TASK BRIEF: Please copy the listing below word for word, leaving out the pictures.
** BEGIN SUPPLIED INFORMATION **
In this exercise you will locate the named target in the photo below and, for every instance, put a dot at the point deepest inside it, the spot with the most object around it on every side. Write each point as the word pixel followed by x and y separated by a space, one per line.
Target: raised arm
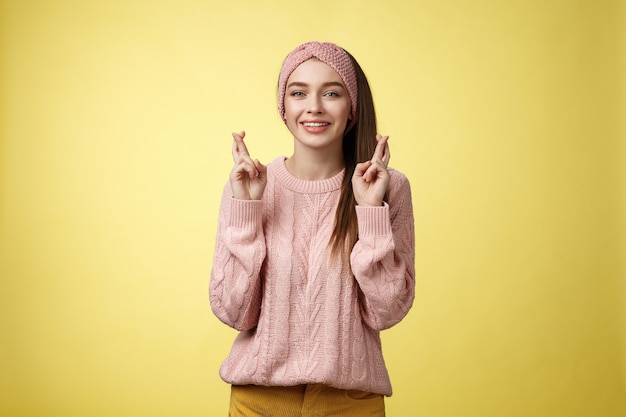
pixel 383 258
pixel 235 288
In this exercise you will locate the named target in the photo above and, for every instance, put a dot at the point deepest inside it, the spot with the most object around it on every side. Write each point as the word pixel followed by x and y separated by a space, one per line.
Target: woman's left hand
pixel 371 178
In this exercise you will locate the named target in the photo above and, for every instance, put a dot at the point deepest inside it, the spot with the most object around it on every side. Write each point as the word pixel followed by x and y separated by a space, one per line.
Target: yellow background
pixel 507 117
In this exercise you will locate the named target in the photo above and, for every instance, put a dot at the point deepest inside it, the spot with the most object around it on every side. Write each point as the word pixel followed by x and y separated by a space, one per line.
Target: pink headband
pixel 330 54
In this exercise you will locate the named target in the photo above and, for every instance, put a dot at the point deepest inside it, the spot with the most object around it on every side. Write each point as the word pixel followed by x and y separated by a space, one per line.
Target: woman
pixel 315 252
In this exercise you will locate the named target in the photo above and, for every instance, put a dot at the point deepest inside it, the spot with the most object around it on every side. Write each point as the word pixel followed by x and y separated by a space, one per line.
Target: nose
pixel 314 104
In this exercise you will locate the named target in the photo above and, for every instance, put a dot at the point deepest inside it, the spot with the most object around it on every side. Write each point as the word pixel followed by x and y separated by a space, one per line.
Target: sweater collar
pixel 303 186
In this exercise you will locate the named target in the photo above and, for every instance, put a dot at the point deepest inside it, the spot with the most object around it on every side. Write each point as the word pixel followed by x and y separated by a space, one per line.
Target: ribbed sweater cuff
pixel 373 221
pixel 245 214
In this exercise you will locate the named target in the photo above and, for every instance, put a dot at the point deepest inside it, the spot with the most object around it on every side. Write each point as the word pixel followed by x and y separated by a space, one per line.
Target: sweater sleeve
pixel 383 258
pixel 235 289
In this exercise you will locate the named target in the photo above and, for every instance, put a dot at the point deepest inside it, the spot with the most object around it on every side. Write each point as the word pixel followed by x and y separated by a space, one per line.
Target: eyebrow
pixel 328 84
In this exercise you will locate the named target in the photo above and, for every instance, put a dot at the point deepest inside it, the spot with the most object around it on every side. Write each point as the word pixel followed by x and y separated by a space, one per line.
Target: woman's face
pixel 317 105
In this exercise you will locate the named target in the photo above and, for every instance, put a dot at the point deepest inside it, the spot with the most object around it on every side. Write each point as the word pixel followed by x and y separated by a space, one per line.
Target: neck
pixel 314 166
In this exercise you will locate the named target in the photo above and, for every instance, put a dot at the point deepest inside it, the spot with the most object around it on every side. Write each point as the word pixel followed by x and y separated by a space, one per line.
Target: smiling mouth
pixel 315 124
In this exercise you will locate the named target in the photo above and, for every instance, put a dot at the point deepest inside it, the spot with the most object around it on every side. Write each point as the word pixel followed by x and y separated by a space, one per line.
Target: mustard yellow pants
pixel 312 400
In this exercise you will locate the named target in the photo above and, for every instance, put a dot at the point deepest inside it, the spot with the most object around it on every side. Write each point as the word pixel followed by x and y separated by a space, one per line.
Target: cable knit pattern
pixel 303 318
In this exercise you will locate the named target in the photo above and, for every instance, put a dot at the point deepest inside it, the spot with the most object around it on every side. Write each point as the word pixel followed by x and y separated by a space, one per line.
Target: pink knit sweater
pixel 303 318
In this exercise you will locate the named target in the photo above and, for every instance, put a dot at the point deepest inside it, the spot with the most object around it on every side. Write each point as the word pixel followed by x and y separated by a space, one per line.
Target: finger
pixel 239 144
pixel 373 171
pixel 261 169
pixel 246 167
pixel 379 152
pixel 361 168
pixel 386 155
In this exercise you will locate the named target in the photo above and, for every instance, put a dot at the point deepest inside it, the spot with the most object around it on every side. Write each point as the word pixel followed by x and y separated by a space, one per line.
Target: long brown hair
pixel 359 144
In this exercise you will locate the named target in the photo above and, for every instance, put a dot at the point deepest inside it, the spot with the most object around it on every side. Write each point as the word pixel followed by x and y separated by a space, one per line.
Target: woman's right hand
pixel 248 177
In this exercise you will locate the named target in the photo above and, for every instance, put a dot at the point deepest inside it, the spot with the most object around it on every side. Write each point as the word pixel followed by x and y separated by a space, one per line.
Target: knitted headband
pixel 330 54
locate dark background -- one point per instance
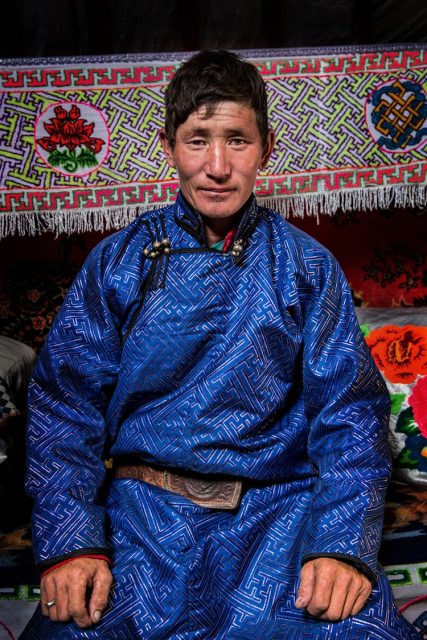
(95, 27)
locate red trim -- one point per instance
(228, 240)
(59, 564)
(411, 602)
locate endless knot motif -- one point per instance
(397, 115)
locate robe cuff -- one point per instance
(355, 562)
(47, 566)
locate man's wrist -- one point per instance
(348, 559)
(60, 563)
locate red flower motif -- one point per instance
(400, 352)
(418, 402)
(69, 130)
(38, 322)
(33, 295)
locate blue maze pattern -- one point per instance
(250, 365)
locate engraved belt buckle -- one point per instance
(214, 494)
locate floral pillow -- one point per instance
(397, 339)
(7, 404)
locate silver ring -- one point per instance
(50, 604)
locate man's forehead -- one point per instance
** END SUPPLIED INFORMATION **
SOLUTION:
In this exercise you will locate the named target in the photo below and, for every instance, put a dot at the point deepest inside it, the spot with the most object around it on every side. Write each point as the word pixel followed by x and y separated by a space, one per line.
Target: raised arm
pixel 383 258
pixel 235 288
In this exercise you will locate the named target in the photo above and, for every instance, put a dot at the point deepest inside it, the spot with the most object around it on every side. Write each point as the word pixel followed by x and y separated by a space, one per line.
Target: woman's left hand
pixel 371 178
In this exercise you will locate the named target in the photo above and, for every instance, put a dot at the point deepest inside it, the spot with the most object around it on every side. Write each point as the word pixel followed by x and y separated by a space, one per line.
Target: yellow background
pixel 507 117
In this exercise you will locate the named target in the photo above and, for every instance, put a dot at the point deepest inside it, the spot with the most object around it on every side. Write each point as the word pixel followed by x and y separated by a space, one per line.
Target: pink headband
pixel 330 54
In this exercise you will locate the named target in the photo above and, for every instance, put a dot at the point deepest inside it, the spot with the most object around it on every side. Write each point as the word pixel followed by x and y separated by a space, one per line.
Target: woman
pixel 315 252
In this exercise you will locate the named target in the photo above and, for every instance, put a dot at the point deepest inside it, the spot with the most object around it on every side. Write each point as the word pixel followed by x and y separated by a space, one per line.
Target: nose
pixel 314 104
In this exercise you will locate the named target in the photo above and, for every instance, put a dot at the point deepest inside it, the spot with the most object around it on every side. Write each point as the word pixel followed by x and y separated by a space, one per line.
Target: sweater collar
pixel 303 186
In this exercise you will locate the named target in the photo above and, for every instance, put a dot at the point deepest inside it, the spot with the most object around it on every side. Write each point as the word pixel followed by x and y separated by a space, one per line.
Target: ribbed sweater cuff
pixel 373 221
pixel 245 214
In this exercise you will locate the named target in the photo above and, for every instance, put a dot at the point deepest inside it, the spot with the most object around it on every side. Write each point as the word pixel followed by x and y separated by a space, one per line.
Target: sweater sleeve
pixel 383 258
pixel 235 289
In this exercise you will locate the named target in the photo above and, for every instance, put a dot at the point deepest inside it, the spot with the most object around it on every side. Write each point as the word pixel followed by x and y separated by a space, one per line.
Target: eyebrow
pixel 328 84
In this exercise you will locate the named target in the photo above and, for every instance, put a dot at the point deepest inside it, the spot with the most object around it on every side. Write each point as the word pixel followed by x and y separated by a space, one per line.
Target: woman's face
pixel 317 105
In this exercise you will locate the named target in the photo above and, for every instance, put a dot at the point deepest inside it, the spot with the most object around it on every side. Write each point as the word pixel followed by x and y separated by a space, one per line.
Target: neck
pixel 314 166
In this exercise you will locate the named target in the photo above and, for every instance, put a dot at the point deepest inside it, the spot with the most object around it on every side. Write each point as the word pixel followed by x and y separated by a space, one per line.
Target: smiling mouth
pixel 315 124
In this exercise you will locate the named target in the photo above and, for every instance, put a dot at the point deepest inside it, the spot with the most object around it on every side. Write each point as the word pixel followed by x and y separated by a space, one per line.
Target: mustard yellow pants
pixel 312 400
In this exercise you will locate the named target in the photo above and, for every instance, put a dot at the point deepest inside it, the spot with the most object around it on every side. Write each point as the word pixel followed by x and y separated by a space, one per line.
Target: cable knit pattern
pixel 303 318
In this exercise you will locate the named target in the photo above and, for every instance, put a dot at the point deepest inside it, the spot with the most object around it on every side. Write each point as the word pixel followed by x and y separated by a space, one per line.
Target: pink knit sweater
pixel 303 318
In this exercise you will locate the named target in the photo above and, for every instance, put a dot at the point deepest inside it, the spot with the most object around it on every side. Write each point as the word pixel followed by x and y separated by a space, one per line.
Target: finger
pixel 239 144
pixel 373 171
pixel 261 169
pixel 246 167
pixel 379 152
pixel 361 168
pixel 386 155
In this exercise you will locate the named target in the photo above and, for every instance, put a dot at the point deepest inside it, the spot with the most object around it on every side. Write each point as the word pixel followed by x and y separated by a space, one per line.
Target: long brown hair
pixel 359 144
In this exercise you will locate the named target in the photo above and, for every instance, put a dot at the point deepest inside it, the spot with the most object around it on every side. Write each point as the word pixel followed by x and y separated by a space, one per line.
Target: woman's right hand
pixel 248 177
In this exercise you will locate the named target in the photo above and, for every instance, put a dot at the point deepest inside it, the spot with the most object around it on every side. Write each point as the word pixel followed by x and y separated by a space, one per line.
Target: knitted headband
pixel 330 54
locate dark background -- one point per instance
(95, 27)
locate red trim -- one point per instance
(228, 240)
(59, 564)
(411, 602)
locate endless knot motif -- one point per instance
(397, 115)
locate robe cuff -- one point per instance
(355, 562)
(47, 566)
locate man's wrist -- one point per instance
(348, 559)
(60, 563)
locate red flower motif -- one point per instance
(400, 352)
(418, 402)
(69, 130)
(38, 322)
(33, 295)
locate blue maze pattern -- one point per instance
(250, 365)
locate engraved belt buckle -- one point per instance
(214, 494)
locate floral pillow -- one point per instance
(397, 339)
(7, 404)
locate silver ring -- one point per instance
(50, 604)
locate man's forehead -- one point per instance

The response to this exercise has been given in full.